Texte fourni:
....
Alors s'agissait-il d'une incartade volontaire et éclairée, fut-ce un incident de parcours non significatif, ou Charles Gounod fut-il la victime involontaire d'un intermédiaire parfaitement au courant, le secret n'est pas prêt d'être élucidé !


Je vous livre ci-dessous un article écrit par le critique musical V. De Mars et paru dans la Revue des Deux-Mondes de mars-avril 1862, article consacré à cet opéra et aux détails de son livret. Vient ensuite la critique, d'un ton plus modéré, écrite par Hector Berlioz dans le Journal des Débats. Enfin, un article présentant le texte du livret peut également être consultée sur ce blog, sous le titre :  1862 - "La Reine de Saba" de Charles Gounod (2 :  livret).


Discographie :

"La Reine de Saba" de Charles Gounod

* avec Francesca Scaini, Jean-Won Lee, Anna Lucia Alessio, Annalisa Carbonara, Luca Grassi, Salvatore Cordella. Direction Manlio Benzi. Bratislava Chamber Choir. Orchestra Internazionale d'Italia. 2002. Dynamic. CDS 387/1-2

* avec Suzanne Sarroca, Gérard Serkoyan, Gilbert Py, Yvonne Dalou, Jean-Paul Calfi, Henry Amiel, Gerad Blatt. Direction Michel Plasson. Toulouse 1969.

* Extraits: air de Balkis "Plus grand dans son obscurité", Françoise Pollet, Orchestre philharmonique de Montpellier, direction Cyril Diederich, 1CD Erato Musifrance 1990.

* Extraits: "Valse" du 2e Acte, London Symphony Orchestra, Direction Richard Bonynge; 'Ballet Gala &endash;Ballet Music from Opera' (avec oeuvres de Rossini, Donizetti, Massenet, Berlioz, Saint-Saëns). Enregistré: 1972, Decca 444 198-2

* Air D'Adoniram par Gustave Botiaux Récital n°3 ORPHEE LDO B 21051-51052


L.A.T.




LA REVUE DES DEUX MONDES

TRENTE-HUITIÈME VOLUME
SECONDE PÉRIODE. — XXXII" ANNÉE.
MARS — AVRIL 1862



REVUE MUSICALE. :  LA REINE DE SABA (PAR V. DE MARS)
....
Informations affichées:
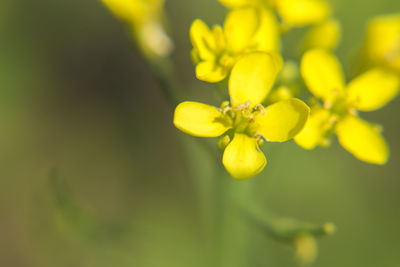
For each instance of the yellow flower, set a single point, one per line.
....
Liste des tâches:
(1) D'après le texte fourni, dans quel journal Hector Berlioz a-t-il publié sa critique de l'opéra ?
(2) Recopiez mot pour mot le passage du texte fourni qui va de "Alors s'agissait-il d'une" jusqu'à "(2 :  livret)." inclus.

Résultats des tâches:
(1) Dans le Journal des Débats.

(2)
Alors s'agissait-il d'une incartade volontaire et éclairée, fut-ce un incident de parcours non significatif, ou Charles Gounod fut-il la victime involontaire d'un intermédiaire parfaitement au courant, le secret n'est pas prêt d'être élucidé !


Je vous livre ci-dessous un article écrit par le critique musical V. De Mars et paru dans la Revue des Deux-Mondes de mars-avril 1862, article consacré à cet opéra et aux détails de son livret. Vient ensuite la critique, d'un ton plus modéré, écrite par Hector Berlioz dans le Journal des Débats. Enfin, un article présentant le texte du livret peut également être consultée sur ce blog, sous le titre :  1862 - "La Reine de Saba" de Charles Gounod (2 :  livret).